*DATA PROVIDED:*
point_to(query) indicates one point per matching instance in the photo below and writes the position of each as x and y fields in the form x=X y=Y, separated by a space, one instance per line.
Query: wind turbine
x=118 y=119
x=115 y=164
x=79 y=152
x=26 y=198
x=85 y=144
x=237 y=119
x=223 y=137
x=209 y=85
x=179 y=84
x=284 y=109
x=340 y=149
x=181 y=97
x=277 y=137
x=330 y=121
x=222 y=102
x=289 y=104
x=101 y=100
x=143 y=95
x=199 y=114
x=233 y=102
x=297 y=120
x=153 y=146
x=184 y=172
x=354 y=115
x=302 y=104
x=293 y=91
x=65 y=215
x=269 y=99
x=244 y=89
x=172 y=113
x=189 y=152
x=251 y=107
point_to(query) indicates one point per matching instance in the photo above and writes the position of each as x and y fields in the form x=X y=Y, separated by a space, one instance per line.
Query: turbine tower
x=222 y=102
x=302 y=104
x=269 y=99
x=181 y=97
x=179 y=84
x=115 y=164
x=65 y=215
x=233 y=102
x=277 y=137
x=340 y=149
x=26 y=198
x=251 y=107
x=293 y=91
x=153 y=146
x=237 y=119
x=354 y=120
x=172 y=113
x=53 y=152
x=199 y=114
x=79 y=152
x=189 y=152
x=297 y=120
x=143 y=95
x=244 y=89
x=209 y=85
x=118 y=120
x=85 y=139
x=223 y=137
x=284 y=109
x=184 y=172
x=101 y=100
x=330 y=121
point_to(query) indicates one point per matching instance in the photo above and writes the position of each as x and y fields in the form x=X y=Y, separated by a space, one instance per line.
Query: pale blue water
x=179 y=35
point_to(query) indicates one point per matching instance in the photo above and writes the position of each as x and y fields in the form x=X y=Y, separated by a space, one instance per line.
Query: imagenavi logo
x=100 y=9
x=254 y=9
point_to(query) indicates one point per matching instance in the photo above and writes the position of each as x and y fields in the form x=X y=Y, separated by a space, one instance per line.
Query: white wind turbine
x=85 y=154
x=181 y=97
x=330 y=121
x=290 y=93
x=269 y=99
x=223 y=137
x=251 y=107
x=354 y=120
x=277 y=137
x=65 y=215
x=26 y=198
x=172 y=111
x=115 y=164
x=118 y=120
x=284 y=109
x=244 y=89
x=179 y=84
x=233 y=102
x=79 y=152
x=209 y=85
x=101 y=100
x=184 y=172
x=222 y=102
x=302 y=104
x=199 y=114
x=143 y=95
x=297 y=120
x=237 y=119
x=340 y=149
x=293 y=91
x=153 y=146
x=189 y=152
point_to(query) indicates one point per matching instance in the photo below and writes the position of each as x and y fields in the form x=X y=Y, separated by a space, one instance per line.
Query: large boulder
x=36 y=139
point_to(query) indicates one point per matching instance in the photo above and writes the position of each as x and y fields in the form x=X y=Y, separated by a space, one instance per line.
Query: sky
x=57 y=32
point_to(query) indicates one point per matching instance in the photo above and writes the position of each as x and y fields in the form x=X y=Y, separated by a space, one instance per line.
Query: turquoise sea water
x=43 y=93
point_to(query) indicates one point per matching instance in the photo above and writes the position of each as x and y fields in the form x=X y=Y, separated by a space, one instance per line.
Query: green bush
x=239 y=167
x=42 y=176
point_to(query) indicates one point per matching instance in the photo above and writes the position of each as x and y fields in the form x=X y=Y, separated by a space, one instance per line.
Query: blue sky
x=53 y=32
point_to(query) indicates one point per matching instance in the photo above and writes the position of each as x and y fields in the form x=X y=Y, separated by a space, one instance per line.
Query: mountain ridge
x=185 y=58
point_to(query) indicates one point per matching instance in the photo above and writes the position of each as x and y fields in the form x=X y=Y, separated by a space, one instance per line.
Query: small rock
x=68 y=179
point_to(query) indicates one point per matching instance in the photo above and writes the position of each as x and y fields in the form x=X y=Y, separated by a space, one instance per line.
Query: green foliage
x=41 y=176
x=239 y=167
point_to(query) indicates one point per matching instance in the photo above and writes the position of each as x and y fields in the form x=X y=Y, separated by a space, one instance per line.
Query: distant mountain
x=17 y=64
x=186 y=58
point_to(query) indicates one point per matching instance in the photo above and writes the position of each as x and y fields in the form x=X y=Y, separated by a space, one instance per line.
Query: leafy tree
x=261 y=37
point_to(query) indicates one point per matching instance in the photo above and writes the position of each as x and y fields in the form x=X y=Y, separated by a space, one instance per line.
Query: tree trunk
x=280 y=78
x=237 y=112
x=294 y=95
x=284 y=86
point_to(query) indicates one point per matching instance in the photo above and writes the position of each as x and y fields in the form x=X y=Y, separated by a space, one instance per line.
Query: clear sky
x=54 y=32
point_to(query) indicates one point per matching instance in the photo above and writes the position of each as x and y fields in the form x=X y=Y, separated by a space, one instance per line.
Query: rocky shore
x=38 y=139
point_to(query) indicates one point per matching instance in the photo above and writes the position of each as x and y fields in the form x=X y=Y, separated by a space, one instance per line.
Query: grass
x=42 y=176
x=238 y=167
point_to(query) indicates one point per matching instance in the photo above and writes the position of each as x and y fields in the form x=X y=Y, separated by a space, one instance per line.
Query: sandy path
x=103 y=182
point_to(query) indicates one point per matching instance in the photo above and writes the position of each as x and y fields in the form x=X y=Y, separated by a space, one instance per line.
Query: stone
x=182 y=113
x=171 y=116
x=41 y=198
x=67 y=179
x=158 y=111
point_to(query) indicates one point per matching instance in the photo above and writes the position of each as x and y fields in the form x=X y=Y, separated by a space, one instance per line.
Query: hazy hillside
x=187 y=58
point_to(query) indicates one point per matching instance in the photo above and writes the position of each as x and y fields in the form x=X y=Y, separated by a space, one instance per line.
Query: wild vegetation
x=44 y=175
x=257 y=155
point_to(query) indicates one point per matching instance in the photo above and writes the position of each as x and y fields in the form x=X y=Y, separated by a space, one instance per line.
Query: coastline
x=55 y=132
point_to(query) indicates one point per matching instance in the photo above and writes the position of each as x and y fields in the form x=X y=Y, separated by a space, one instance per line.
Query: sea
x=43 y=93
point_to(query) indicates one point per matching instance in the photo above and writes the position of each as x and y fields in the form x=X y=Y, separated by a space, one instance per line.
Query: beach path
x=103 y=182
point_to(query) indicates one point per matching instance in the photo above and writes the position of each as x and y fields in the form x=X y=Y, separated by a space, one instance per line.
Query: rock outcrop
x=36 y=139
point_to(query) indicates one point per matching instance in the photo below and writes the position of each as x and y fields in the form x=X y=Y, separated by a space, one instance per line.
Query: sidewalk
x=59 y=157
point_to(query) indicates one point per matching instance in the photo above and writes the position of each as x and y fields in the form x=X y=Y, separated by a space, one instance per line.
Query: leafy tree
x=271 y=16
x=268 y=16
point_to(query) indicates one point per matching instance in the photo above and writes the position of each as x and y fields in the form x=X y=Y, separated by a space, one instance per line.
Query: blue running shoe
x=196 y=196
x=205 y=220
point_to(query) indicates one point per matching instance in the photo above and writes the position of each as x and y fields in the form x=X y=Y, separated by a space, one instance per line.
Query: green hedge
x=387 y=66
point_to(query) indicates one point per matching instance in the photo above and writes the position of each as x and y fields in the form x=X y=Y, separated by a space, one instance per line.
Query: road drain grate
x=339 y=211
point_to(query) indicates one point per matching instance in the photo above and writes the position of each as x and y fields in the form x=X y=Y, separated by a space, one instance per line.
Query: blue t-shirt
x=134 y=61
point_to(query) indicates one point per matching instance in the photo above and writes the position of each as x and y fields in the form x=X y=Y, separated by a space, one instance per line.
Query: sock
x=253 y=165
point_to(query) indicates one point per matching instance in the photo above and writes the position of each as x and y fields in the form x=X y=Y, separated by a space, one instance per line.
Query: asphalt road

*WHAT IS BEING ASKED:* Output the records above in their entirety, exactly.

*TASK RESULT:*
point_to(query) indicates one point per matching instance in the photo below and writes the position of each as x and y fields in the form x=X y=Y, separated by a space, one instance per line.
Query: wind turbine
x=118 y=119
x=115 y=164
x=79 y=152
x=26 y=198
x=85 y=144
x=237 y=119
x=223 y=137
x=209 y=85
x=179 y=84
x=284 y=109
x=340 y=149
x=181 y=97
x=277 y=137
x=330 y=121
x=222 y=102
x=289 y=104
x=101 y=100
x=143 y=95
x=199 y=114
x=233 y=102
x=297 y=120
x=153 y=146
x=184 y=172
x=354 y=115
x=302 y=104
x=293 y=91
x=65 y=215
x=269 y=99
x=244 y=89
x=172 y=113
x=189 y=152
x=251 y=107
point_to(query) indicates one point per matching instance in the photo above and writes the position of each as x and y fields in the form x=X y=Y, separated by a space, one instance per line.
Query: turbine tower
x=222 y=102
x=302 y=104
x=269 y=99
x=181 y=97
x=179 y=84
x=115 y=164
x=65 y=215
x=233 y=102
x=277 y=137
x=340 y=149
x=26 y=198
x=251 y=107
x=293 y=91
x=153 y=146
x=237 y=119
x=354 y=120
x=172 y=113
x=53 y=152
x=199 y=114
x=79 y=152
x=189 y=152
x=297 y=120
x=143 y=95
x=244 y=89
x=209 y=85
x=118 y=120
x=85 y=139
x=223 y=137
x=284 y=109
x=184 y=172
x=101 y=100
x=330 y=121
point_to(query) indicates one point per matching instance in the photo above and writes the position of each as x and y fields in the form x=X y=Y, separated by a space, one instance per line.
Query: pale blue water
x=179 y=35
point_to(query) indicates one point per matching instance in the photo above and writes the position of each as x and y fields in the form x=X y=Y, separated by a space, one instance per line.
Query: imagenavi logo
x=100 y=9
x=254 y=9
point_to(query) indicates one point per matching instance in the photo above and writes the position of each as x and y fields in the form x=X y=Y, separated by a space, one instance per line.
Query: white wind turbine
x=85 y=154
x=181 y=97
x=330 y=121
x=290 y=93
x=269 y=99
x=223 y=137
x=251 y=107
x=354 y=120
x=277 y=137
x=65 y=215
x=26 y=198
x=172 y=111
x=115 y=164
x=118 y=120
x=284 y=109
x=244 y=89
x=179 y=84
x=233 y=102
x=79 y=152
x=209 y=85
x=101 y=100
x=184 y=172
x=222 y=102
x=302 y=104
x=199 y=114
x=143 y=95
x=297 y=120
x=237 y=119
x=340 y=149
x=293 y=91
x=153 y=146
x=189 y=152
point_to(query) indicates one point per matching instance in the photo below and writes the position of each as x and y fields in the form x=X y=Y, separated by a space, one instance per line.
Query: large boulder
x=36 y=139
point_to(query) indicates one point per matching instance in the photo above and writes the position of each as x and y fields in the form x=X y=Y, separated by a space, one instance per line.
Query: sky
x=57 y=32
point_to(query) indicates one point per matching instance in the photo above and writes the position of each as x and y fields in the form x=X y=Y, separated by a space, one instance per line.
Query: turquoise sea water
x=43 y=93
point_to(query) indicates one point per matching instance in the photo above and writes the position of each as x and y fields in the form x=X y=Y, separated by a space, one instance per line.
Query: green bush
x=239 y=167
x=42 y=176
point_to(query) indicates one point per matching instance in the photo above and writes the position of each as x and y fields in the form x=X y=Y, separated by a space, one instance per line.
Query: blue sky
x=53 y=32
point_to(query) indicates one point per matching instance in the photo above and writes the position of each as x and y fields in the form x=X y=Y, separated by a space, one instance per line.
Query: mountain ridge
x=185 y=58
point_to(query) indicates one point per matching instance in the photo above and writes the position of each as x and y fields in the form x=X y=Y, separated by a space, one instance per line.
Query: small rock
x=68 y=179
point_to(query) indicates one point per matching instance in the photo above and writes the position of each as x and y fields in the form x=X y=Y, separated by a space, one instance per line.
Query: green foliage
x=41 y=176
x=239 y=167
point_to(query) indicates one point per matching instance in the photo above and writes the position of each as x and y fields in the form x=X y=Y, separated by a space, one instance per line.
Query: distant mountain
x=17 y=64
x=186 y=58
point_to(query) indicates one point per matching instance in the photo above and writes the position of each as x and y fields in the form x=X y=Y, separated by a space, one instance per line.
Query: leafy tree
x=261 y=37
point_to(query) indicates one point per matching instance in the photo above and writes the position of each as x and y fields in the form x=X y=Y, separated by a space, one instance per line.
Query: tree trunk
x=280 y=78
x=237 y=112
x=294 y=95
x=284 y=86
point_to(query) indicates one point per matching instance in the photo above and writes the position of each as x and y fields in the form x=X y=Y, separated by a space, one instance per line.
Query: clear sky
x=54 y=32
point_to(query) indicates one point per matching instance in the photo above and writes the position of each as x and y fields in the form x=X y=Y, separated by a space, one instance per line.
Query: rocky shore
x=38 y=139
point_to(query) indicates one point per matching instance in the photo above and writes the position of each as x and y fields in the form x=X y=Y, separated by a space, one instance per line.
Query: grass
x=42 y=176
x=238 y=167
point_to(query) indicates one point per matching instance in the photo above and writes the position of each as x and y fields in the form x=X y=Y, separated by a space, one instance per line.
Query: sandy path
x=103 y=182
point_to(query) indicates one point per matching instance in the photo above and writes the position of each as x and y fields in the form x=X y=Y, separated by a space, one instance per line.
Query: stone
x=182 y=113
x=171 y=116
x=41 y=198
x=67 y=179
x=158 y=111
point_to(query) indicates one point per matching instance in the photo above and writes the position of each as x and y fields in the form x=X y=Y, separated by a space, one instance per line.
Query: hazy hillside
x=187 y=58
point_to(query) indicates one point per matching instance in the photo above and writes the position of each as x and y fields in the form x=X y=Y, separated by a space, one instance per line.
Query: wild vegetation
x=44 y=175
x=257 y=155
point_to(query) indicates one point per matching instance in the photo above and writes the position of each as x and y fields in the form x=X y=Y, separated by a space, one instance per line.
Query: coastline
x=55 y=132
point_to(query) indicates one point per matching instance in the photo above and writes the position of each as x and y fields in the form x=X y=Y, separated by a space, one instance per line.
Query: sea
x=43 y=93
point_to(query) indicates one point per matching instance in the photo above and writes the position of each as x and y fields in the form x=X y=Y, separated by a space, one instance per line.
Query: beach path
x=103 y=182
point_to(query) indicates one point per matching instance in the photo above and writes the position of each as x and y fields in the form x=X y=Y, separated by a space, one instance per line.
Query: rock outcrop
x=36 y=139
point_to(query) indicates one point per matching instance in the photo below and writes the position of each as x and y fields in the form x=X y=Y, separated by a space, one instance per line.
Query: sidewalk
x=59 y=157
point_to(query) indicates one point per matching instance in the photo above and writes the position of each as x and y fields in the form x=X y=Y, separated by a space, one instance per line.
Query: leafy tree
x=271 y=16
x=268 y=16
point_to(query) indicates one point per matching instance in the photo above and writes the position of each as x and y fields in the form x=X y=Y, separated by a space, one instance per line.
Query: blue running shoe
x=196 y=196
x=205 y=220
point_to(query) indicates one point per matching instance in the photo above and writes the position of each as x and y fields in the form x=X y=Y, separated by a space, one instance per line.
Query: green hedge
x=387 y=66
point_to(query) indicates one point per matching instance in the photo above and writes the position of each as x and y fields in the form x=X y=Y, separated by a space, one instance per line.
Query: road drain grate
x=339 y=211
point_to(query) indicates one point per matching instance in the photo above and writes the position of each as x and y fields in the form x=X y=Y, separated by a space, one instance per line.
Query: blue t-shirt
x=134 y=61
point_to(query) indicates one point per matching instance in the photo above and writes the position of each as x and y fields in the form x=X y=Y, separated by a space, one instance per line.
Query: sock
x=253 y=165
point_to(query) indicates one point per matching instance in the photo above and writes the position of each as x and y fields in the form x=X y=Y, separated by a space, one instance per line.
Query: asphalt road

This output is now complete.